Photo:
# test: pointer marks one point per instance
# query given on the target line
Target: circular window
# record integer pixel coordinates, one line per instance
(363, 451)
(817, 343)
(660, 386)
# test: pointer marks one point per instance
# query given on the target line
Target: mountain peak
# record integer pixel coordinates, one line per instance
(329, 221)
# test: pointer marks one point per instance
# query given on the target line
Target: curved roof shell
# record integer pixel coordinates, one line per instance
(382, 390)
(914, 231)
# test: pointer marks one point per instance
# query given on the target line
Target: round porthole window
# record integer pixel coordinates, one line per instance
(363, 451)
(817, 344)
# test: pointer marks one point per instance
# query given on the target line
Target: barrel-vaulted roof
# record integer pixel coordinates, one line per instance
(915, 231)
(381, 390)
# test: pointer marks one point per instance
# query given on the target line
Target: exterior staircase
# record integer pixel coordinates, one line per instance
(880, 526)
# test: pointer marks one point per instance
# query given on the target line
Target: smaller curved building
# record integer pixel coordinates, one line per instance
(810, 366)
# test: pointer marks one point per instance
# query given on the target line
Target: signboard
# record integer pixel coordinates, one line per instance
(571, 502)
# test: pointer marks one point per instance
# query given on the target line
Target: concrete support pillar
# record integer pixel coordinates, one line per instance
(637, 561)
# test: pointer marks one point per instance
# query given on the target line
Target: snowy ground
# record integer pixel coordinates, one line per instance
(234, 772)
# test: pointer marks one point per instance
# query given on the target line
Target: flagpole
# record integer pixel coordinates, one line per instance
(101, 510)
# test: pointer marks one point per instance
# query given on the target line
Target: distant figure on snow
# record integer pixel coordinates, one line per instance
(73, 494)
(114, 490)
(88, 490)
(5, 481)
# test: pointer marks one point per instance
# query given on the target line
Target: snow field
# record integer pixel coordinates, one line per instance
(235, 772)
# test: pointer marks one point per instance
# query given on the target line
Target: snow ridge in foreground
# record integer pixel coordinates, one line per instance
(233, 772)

------------------------

What the exercise asks:
Extract each line in the listing that contains the word "roof", copying every such line unchanged.

Reply to the task:
Target: curved roof shell
Target: barrel-vaulted roof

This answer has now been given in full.